What the exercise asks: Repeat the data in full and exactly. Leave the pictures out.

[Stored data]

┌──

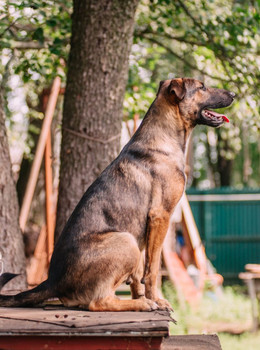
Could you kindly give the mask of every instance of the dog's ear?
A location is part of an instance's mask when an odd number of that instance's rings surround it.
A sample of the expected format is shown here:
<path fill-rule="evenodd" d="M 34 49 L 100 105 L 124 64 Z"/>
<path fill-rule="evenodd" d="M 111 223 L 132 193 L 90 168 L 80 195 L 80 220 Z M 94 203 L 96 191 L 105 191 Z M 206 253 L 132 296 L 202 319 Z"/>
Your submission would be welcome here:
<path fill-rule="evenodd" d="M 158 94 L 159 94 L 159 92 L 160 92 L 160 90 L 161 90 L 161 87 L 163 86 L 163 83 L 164 83 L 164 82 L 165 82 L 165 80 L 161 80 L 161 81 L 160 81 L 159 89 L 158 89 L 158 91 L 157 91 L 156 96 L 158 96 Z"/>
<path fill-rule="evenodd" d="M 174 103 L 178 103 L 184 99 L 186 94 L 185 84 L 183 79 L 172 79 L 168 87 L 168 93 Z"/>

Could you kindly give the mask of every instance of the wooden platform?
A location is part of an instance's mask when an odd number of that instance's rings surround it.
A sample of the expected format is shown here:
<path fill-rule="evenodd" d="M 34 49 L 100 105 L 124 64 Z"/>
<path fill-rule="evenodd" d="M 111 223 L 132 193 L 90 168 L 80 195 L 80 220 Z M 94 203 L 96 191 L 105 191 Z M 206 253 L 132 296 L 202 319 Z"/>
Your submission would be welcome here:
<path fill-rule="evenodd" d="M 169 337 L 168 312 L 0 308 L 1 350 L 221 350 L 216 335 Z"/>
<path fill-rule="evenodd" d="M 2 349 L 160 349 L 168 312 L 0 308 Z M 11 347 L 10 347 L 11 345 Z"/>

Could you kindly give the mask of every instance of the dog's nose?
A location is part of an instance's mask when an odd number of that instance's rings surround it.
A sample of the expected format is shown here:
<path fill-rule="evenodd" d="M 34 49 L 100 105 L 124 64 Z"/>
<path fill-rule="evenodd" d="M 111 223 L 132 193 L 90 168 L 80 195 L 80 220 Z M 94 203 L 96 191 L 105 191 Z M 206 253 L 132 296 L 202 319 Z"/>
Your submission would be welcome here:
<path fill-rule="evenodd" d="M 232 97 L 232 98 L 235 98 L 236 97 L 236 94 L 232 91 L 229 91 L 229 95 Z"/>

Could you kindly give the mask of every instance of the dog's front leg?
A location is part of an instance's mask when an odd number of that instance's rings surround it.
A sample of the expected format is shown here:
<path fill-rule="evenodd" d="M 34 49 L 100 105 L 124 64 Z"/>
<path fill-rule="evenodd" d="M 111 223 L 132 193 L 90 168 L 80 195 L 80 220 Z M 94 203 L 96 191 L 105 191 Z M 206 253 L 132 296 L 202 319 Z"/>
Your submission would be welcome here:
<path fill-rule="evenodd" d="M 167 300 L 159 299 L 157 276 L 160 267 L 162 244 L 169 226 L 170 215 L 162 207 L 151 209 L 148 214 L 146 236 L 145 268 L 142 282 L 145 283 L 145 296 L 155 301 L 160 309 L 170 309 Z"/>

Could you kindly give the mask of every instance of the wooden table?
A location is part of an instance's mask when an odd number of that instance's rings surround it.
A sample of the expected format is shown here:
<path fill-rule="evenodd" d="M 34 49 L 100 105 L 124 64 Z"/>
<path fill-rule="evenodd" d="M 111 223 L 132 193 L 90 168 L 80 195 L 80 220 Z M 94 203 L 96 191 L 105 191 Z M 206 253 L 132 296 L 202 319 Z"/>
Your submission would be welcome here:
<path fill-rule="evenodd" d="M 0 308 L 1 350 L 160 349 L 168 312 Z"/>
<path fill-rule="evenodd" d="M 252 318 L 253 325 L 252 330 L 257 331 L 260 325 L 260 265 L 259 264 L 247 264 L 245 269 L 248 272 L 241 272 L 239 278 L 242 279 L 248 288 L 248 294 L 252 304 Z"/>

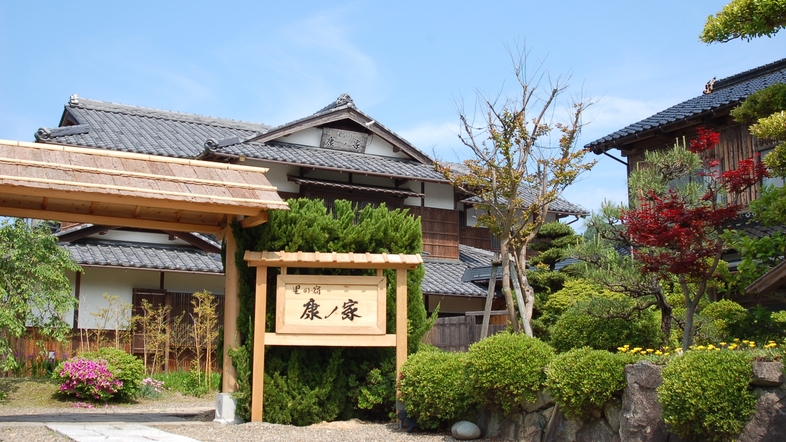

└──

Answer section:
Could you kindly give the mask of every instance of the dog's ear?
A location is part of an instance's mask when an odd number of that instance's rings surround it.
A sample of the expected format is shown here:
<path fill-rule="evenodd" d="M 34 49 L 100 105 L 124 64 Z"/>
<path fill-rule="evenodd" d="M 111 223 L 132 193 L 90 168 L 80 195 L 80 220 Z M 94 203 L 96 191 L 105 191 Z M 206 253 L 132 296 L 202 319 Z"/>
Your submission would be welcome here:
<path fill-rule="evenodd" d="M 158 94 L 159 94 L 159 92 L 160 92 L 160 90 L 161 90 L 161 87 L 163 86 L 163 83 L 164 83 L 164 82 L 165 82 L 165 80 L 161 80 L 161 81 L 160 81 L 159 89 L 158 89 L 158 91 L 157 91 L 156 96 L 158 96 Z"/>
<path fill-rule="evenodd" d="M 174 103 L 178 103 L 184 99 L 186 94 L 185 84 L 183 79 L 172 79 L 168 87 L 168 93 Z"/>

Could you kindly give the mask of every instance of the wooden platform?
A location is part of an instance's mask when an odd number of that instance's rings surround it.
A sample of the expected format is shown here:
<path fill-rule="evenodd" d="M 34 49 L 100 105 L 124 64 Z"/>
<path fill-rule="evenodd" d="M 111 223 L 132 193 L 90 168 L 80 195 L 80 220 Z M 94 203 L 96 191 L 105 191 Z M 206 253 L 132 296 L 202 319 Z"/>
Your submission would be welcome here:
<path fill-rule="evenodd" d="M 169 337 L 168 312 L 0 308 L 1 350 L 221 350 L 216 335 Z"/>
<path fill-rule="evenodd" d="M 2 349 L 160 349 L 168 312 L 0 308 Z M 11 347 L 10 347 L 11 345 Z"/>

Could you kindly give the mask of every instance of the dog's nose?
A location is part of an instance's mask when an odd number of that instance's rings surround it.
A sample of the expected format is shown here:
<path fill-rule="evenodd" d="M 34 49 L 100 105 L 124 64 Z"/>
<path fill-rule="evenodd" d="M 111 223 L 132 193 L 90 168 L 80 195 L 80 220 Z M 94 203 L 96 191 L 105 191 Z M 206 253 L 132 296 L 202 319 Z"/>
Your submission would be welcome here:
<path fill-rule="evenodd" d="M 232 97 L 232 98 L 235 98 L 236 97 L 236 94 L 232 91 L 229 91 L 229 95 Z"/>

Could you kindly give the mask of every instance of the dog's front leg?
A location is part of an instance's mask when an odd number of that instance's rings surround it.
A sample of the expected format is shown here:
<path fill-rule="evenodd" d="M 34 49 L 100 105 L 124 64 Z"/>
<path fill-rule="evenodd" d="M 111 223 L 132 193 L 90 168 L 80 195 L 80 220 Z M 94 203 L 96 191 L 105 191 Z M 206 253 L 132 296 L 202 319 Z"/>
Your submission would be welcome here:
<path fill-rule="evenodd" d="M 167 300 L 159 299 L 157 276 L 160 267 L 162 244 L 169 226 L 170 215 L 162 207 L 151 209 L 148 214 L 146 236 L 145 268 L 142 282 L 145 283 L 145 296 L 155 301 L 160 309 L 170 309 Z"/>

Could you kindly give the mask of every instance of the wooden table?
A location is part of an instance's mask when an odd number of that instance's rings surround it.
A sample of the expected format is shown here:
<path fill-rule="evenodd" d="M 34 49 L 100 105 L 124 64 Z"/>
<path fill-rule="evenodd" d="M 111 223 L 132 193 L 90 168 L 80 195 L 80 220 Z M 94 203 L 96 191 L 105 191 Z M 206 253 L 132 296 L 202 319 Z"/>
Your submission would be welcome here:
<path fill-rule="evenodd" d="M 0 308 L 1 350 L 160 349 L 168 312 Z"/>
<path fill-rule="evenodd" d="M 252 318 L 253 325 L 252 330 L 257 331 L 260 325 L 260 265 L 259 264 L 247 264 L 245 269 L 248 272 L 241 272 L 239 278 L 242 279 L 248 288 L 248 294 L 252 304 Z"/>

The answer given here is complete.